» Work task:
Go through the listing and state how many lines hold the string "grassy". Nothing else is needed.

» Record extracts:

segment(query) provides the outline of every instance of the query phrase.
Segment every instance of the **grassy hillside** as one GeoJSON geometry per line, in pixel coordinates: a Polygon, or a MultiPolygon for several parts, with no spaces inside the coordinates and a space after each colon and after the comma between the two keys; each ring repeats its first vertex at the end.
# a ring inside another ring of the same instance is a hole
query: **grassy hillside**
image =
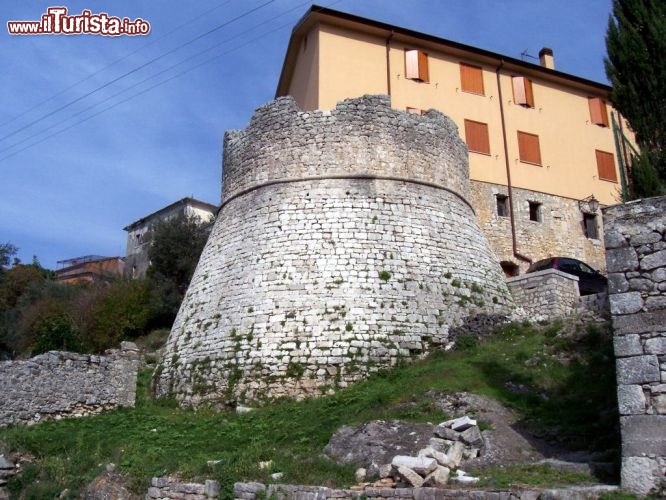
{"type": "MultiPolygon", "coordinates": [[[[334,396],[278,401],[245,415],[153,401],[149,378],[149,372],[140,374],[136,408],[0,430],[0,451],[19,452],[31,461],[10,483],[12,494],[53,498],[68,488],[73,497],[110,462],[143,492],[150,477],[176,471],[184,478],[218,479],[222,497],[235,481],[271,482],[275,471],[284,473],[285,483],[349,485],[354,468],[322,456],[330,436],[342,425],[372,419],[442,421],[447,415],[426,395],[432,389],[491,396],[516,410],[521,424],[540,436],[619,456],[606,325],[512,324],[481,342],[463,336],[456,351],[378,373],[334,396]],[[266,460],[273,461],[273,469],[259,470],[266,460]]],[[[592,479],[543,466],[498,469],[487,476],[486,482],[497,486],[592,479]]]]}

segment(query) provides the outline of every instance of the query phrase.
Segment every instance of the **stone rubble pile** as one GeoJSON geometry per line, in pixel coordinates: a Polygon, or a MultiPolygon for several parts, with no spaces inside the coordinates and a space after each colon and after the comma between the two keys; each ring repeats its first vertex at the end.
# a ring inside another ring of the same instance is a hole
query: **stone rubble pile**
{"type": "Polygon", "coordinates": [[[359,484],[351,489],[441,488],[450,483],[477,483],[479,478],[469,476],[460,469],[464,460],[478,457],[484,446],[476,420],[467,415],[447,420],[435,428],[434,434],[429,445],[419,450],[417,456],[396,455],[390,464],[379,467],[379,480],[374,483],[364,482],[367,471],[358,469],[356,480],[359,484]]]}

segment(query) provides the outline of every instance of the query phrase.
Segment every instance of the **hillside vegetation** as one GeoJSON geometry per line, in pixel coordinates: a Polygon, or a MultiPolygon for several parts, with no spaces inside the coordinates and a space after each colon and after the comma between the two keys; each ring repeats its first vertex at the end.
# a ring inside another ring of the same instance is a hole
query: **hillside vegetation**
{"type": "MultiPolygon", "coordinates": [[[[342,425],[373,419],[438,423],[448,416],[428,391],[469,391],[493,397],[520,416],[520,425],[569,449],[619,457],[615,370],[609,327],[603,323],[510,324],[478,340],[462,336],[452,352],[375,374],[316,400],[276,401],[236,415],[179,409],[152,400],[150,371],[140,374],[137,405],[96,417],[0,429],[0,452],[24,460],[9,484],[12,495],[74,497],[107,463],[145,492],[152,476],[217,479],[222,498],[241,480],[348,486],[354,467],[322,455],[342,425]],[[516,390],[516,388],[520,390],[516,390]],[[271,470],[259,462],[272,460],[271,470]],[[66,495],[65,495],[66,496],[66,495]]],[[[432,394],[432,392],[430,393],[432,394]]],[[[595,481],[545,466],[484,471],[490,486],[595,481]]]]}

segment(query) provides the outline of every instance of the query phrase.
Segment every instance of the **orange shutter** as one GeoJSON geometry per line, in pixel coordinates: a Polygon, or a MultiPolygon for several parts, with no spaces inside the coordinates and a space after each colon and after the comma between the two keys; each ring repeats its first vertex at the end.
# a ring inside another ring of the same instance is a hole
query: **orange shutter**
{"type": "Polygon", "coordinates": [[[464,92],[484,95],[483,70],[478,66],[460,63],[460,86],[464,92]]]}
{"type": "Polygon", "coordinates": [[[410,113],[412,115],[422,115],[423,110],[419,109],[419,108],[411,108],[411,107],[407,106],[407,113],[410,113]]]}
{"type": "Polygon", "coordinates": [[[601,97],[590,97],[587,102],[590,106],[590,121],[595,125],[608,127],[608,110],[606,109],[606,101],[601,97]]]}
{"type": "Polygon", "coordinates": [[[460,86],[464,92],[484,95],[483,70],[478,66],[460,63],[460,86]]]}
{"type": "Polygon", "coordinates": [[[405,76],[411,80],[428,81],[428,55],[425,52],[405,51],[405,76]]]}
{"type": "Polygon", "coordinates": [[[595,152],[597,154],[597,172],[599,173],[599,179],[617,182],[613,153],[606,153],[605,151],[599,151],[598,149],[595,152]]]}
{"type": "Polygon", "coordinates": [[[467,141],[467,149],[470,151],[490,154],[487,124],[465,120],[465,139],[467,141]]]}
{"type": "Polygon", "coordinates": [[[518,154],[520,155],[520,161],[541,165],[539,136],[527,132],[518,132],[518,154]]]}
{"type": "Polygon", "coordinates": [[[514,76],[513,102],[522,106],[534,107],[534,92],[532,91],[532,80],[524,76],[514,76]]]}
{"type": "Polygon", "coordinates": [[[419,80],[427,82],[428,78],[428,56],[419,50],[419,80]]]}

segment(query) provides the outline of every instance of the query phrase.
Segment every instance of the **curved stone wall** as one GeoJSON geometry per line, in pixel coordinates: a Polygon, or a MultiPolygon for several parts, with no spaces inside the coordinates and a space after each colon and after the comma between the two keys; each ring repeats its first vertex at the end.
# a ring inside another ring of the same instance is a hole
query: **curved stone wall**
{"type": "Polygon", "coordinates": [[[227,134],[224,169],[158,394],[321,394],[512,305],[465,200],[465,146],[440,113],[381,97],[303,113],[278,99],[227,134]]]}

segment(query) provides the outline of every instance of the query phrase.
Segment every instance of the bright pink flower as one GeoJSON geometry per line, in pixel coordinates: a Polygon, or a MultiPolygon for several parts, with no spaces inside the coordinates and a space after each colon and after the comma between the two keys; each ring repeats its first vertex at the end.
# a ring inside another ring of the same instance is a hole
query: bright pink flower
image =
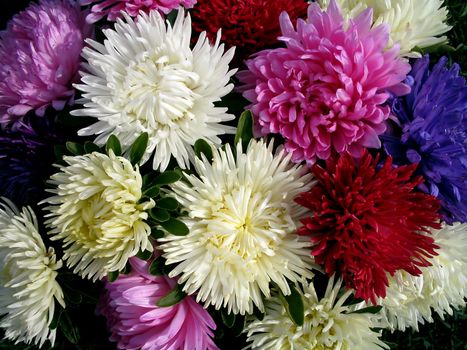
{"type": "Polygon", "coordinates": [[[139,11],[157,10],[167,14],[179,6],[193,7],[196,0],[80,0],[80,4],[93,4],[86,20],[94,23],[104,16],[107,16],[109,21],[115,21],[121,17],[121,11],[128,13],[131,17],[136,17],[139,11]]]}
{"type": "Polygon", "coordinates": [[[389,92],[409,92],[402,81],[410,65],[397,45],[386,50],[388,26],[372,28],[371,9],[347,26],[335,1],[326,11],[311,4],[296,30],[286,13],[280,23],[286,48],[259,52],[238,74],[256,132],[281,134],[293,159],[309,163],[380,147],[389,92]]]}
{"type": "Polygon", "coordinates": [[[218,349],[211,339],[216,324],[201,305],[187,296],[173,306],[156,306],[177,282],[150,275],[146,261],[132,258],[130,263],[129,275],[106,282],[98,306],[112,332],[110,340],[116,341],[119,349],[218,349]]]}
{"type": "Polygon", "coordinates": [[[69,0],[31,4],[0,34],[0,123],[30,110],[59,110],[74,96],[81,49],[91,33],[85,13],[69,0]]]}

» Expected output:
2